University of Chicago Divinity School
- Type: Private
- Established: 1856
- Parent institution: University of Chicago
- Dean: James T. Robinson
- Location: 1025 E 58th Street, Chicago, Illinois, US
- Campus: Urban;
- Website: divinity.uchicago.edu

= University of Chicago Divinity School =

Private seminary in Chicago

The University of Chicago Divinity School is a graduate professional school at the University of Chicago dedicated to the training of academics and clergy across religious boundaries. Formed under Baptist auspices, the school today is without any sectarian affiliation.

It is ranked number one in the field of the study of religion according to the National Research Council's measure of faculty quality in its survey of all doctoral granting programs in religious studies.

Scholarly work is organized by three faculty committees, each of which is further subdivided into areas of study. PhD students concentrate their work in one of eleven recognized areas of study. Students in the various master's programs combine study in these areas with courses specific to their programs. All students are taught by the same faculty.

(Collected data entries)
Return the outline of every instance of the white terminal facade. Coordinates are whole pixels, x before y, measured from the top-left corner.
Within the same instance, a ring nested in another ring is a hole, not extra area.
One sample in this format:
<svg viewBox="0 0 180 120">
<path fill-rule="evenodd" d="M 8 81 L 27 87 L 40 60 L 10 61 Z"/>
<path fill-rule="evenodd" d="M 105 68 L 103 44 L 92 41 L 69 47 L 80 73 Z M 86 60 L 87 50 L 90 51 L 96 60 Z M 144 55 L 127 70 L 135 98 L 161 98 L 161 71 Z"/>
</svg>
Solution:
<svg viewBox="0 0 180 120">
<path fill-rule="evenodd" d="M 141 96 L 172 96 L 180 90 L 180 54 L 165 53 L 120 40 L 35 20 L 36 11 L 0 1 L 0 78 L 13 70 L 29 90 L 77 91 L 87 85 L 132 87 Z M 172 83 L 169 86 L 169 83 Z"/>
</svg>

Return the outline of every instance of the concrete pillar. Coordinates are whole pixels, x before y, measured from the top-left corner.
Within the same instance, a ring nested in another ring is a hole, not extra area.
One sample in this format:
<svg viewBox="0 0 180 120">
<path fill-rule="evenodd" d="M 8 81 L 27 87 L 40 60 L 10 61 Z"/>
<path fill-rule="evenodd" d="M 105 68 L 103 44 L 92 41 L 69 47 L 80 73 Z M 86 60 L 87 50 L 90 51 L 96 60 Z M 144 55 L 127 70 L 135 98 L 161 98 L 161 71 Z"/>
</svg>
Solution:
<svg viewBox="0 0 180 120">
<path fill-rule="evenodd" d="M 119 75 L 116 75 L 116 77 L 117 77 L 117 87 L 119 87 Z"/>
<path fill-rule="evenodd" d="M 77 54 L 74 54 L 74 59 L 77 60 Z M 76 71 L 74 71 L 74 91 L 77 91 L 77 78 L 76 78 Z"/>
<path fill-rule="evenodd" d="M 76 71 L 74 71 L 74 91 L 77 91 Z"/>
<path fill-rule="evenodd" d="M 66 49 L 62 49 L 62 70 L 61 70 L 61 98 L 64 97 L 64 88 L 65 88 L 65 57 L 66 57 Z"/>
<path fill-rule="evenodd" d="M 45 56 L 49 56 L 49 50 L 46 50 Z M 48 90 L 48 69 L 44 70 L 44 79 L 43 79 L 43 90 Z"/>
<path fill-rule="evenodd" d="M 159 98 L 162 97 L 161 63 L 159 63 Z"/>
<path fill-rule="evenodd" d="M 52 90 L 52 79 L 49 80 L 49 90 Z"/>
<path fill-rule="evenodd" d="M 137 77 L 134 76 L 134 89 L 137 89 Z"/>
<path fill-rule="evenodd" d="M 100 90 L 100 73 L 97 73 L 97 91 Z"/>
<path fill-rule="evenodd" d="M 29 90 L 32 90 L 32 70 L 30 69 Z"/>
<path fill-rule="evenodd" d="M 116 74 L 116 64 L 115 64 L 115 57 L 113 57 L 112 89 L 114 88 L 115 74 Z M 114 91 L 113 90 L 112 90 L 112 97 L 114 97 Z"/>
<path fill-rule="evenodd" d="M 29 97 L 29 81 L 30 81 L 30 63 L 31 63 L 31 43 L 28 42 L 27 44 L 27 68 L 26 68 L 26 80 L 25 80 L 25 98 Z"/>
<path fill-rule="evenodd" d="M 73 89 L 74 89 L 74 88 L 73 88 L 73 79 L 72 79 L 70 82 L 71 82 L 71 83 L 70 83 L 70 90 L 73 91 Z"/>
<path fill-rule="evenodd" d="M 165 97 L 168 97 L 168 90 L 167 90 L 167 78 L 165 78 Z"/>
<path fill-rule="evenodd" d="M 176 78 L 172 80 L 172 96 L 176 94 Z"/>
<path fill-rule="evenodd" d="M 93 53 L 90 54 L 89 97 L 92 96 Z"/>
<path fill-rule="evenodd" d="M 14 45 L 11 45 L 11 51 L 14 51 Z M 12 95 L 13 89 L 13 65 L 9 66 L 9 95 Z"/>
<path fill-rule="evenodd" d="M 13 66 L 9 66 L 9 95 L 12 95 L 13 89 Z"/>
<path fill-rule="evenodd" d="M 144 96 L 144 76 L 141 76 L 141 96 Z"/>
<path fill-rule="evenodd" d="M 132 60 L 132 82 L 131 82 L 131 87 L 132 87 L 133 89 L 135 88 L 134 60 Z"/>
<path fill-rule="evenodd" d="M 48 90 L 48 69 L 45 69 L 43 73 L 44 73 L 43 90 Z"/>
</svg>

**Your instructions**.
Continue the text about the University of Chicago Divinity School, starting after its final sentence.

**Response to the task**.
==History==
A distinguished Semiticist and a member of the Baptist clergy, Chicago's first university president William Rainey Harper believed that a great research university ought to have as one central occupation the scholarly study of religion, to prepare scholars for careers in teaching and research, and ministers for service to the church. Having taught at what was then the Baptist Theological Union Seminary, Harper incorporated it into the University of Chicago as its Divinity School, the first professional school at the university. The Baptist Theological Union (BTU) had founded the Seminary, established in 1865, "alongside" the Old University of Chicago which opened nine years earlier in 1856. The old university had ceased operations under bankruptcy in 1886, with the exception of its law school which was absorbed by Northwestern University.

The Divinity School is located in Swift Hall, on the main quadrangle of the university's campus in close proximity to the Divisions of the Humanities and the Social Sciences for interdisciplinary work.

==Degrees==
The University of Chicago Divinity School grants Doctor of Philosophy (Ph.D.), Master of Divinity (M.Div.), Master of Arts (M.A.), and Master of Arts in Religious Studies (A.M.R.S.) degrees. It offers several dual-degree programs with other schools at the University of Chicago.

===Curriculum===
Candidates for the Ph.D. choose among eleven areas of academic study: Anthropology and Sociology of Religion, Bible, Buddhist Studies, History of Christianity, History of Judaism, History of Religions, Islamic Studies, Philosophy of Religion, Religion, Literature, and Visual Culture, Religion in America, Religious Ethics and Theology.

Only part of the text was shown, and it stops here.